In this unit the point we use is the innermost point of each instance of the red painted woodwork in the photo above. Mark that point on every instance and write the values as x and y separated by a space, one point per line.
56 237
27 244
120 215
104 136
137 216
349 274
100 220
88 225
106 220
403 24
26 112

****************************************

▶ _The task_:
Retype all of the material above word for word, keeping every line and number in the same order.

▶ _Finished exercise_:
In this unit the point we use is the innermost point of each instance of the red painted woodwork in the photo above. Mark that point on every instance and write the values as x and y separated by a space, one point per line.
56 237
27 244
120 215
104 136
137 216
349 274
100 220
88 225
106 220
403 24
26 112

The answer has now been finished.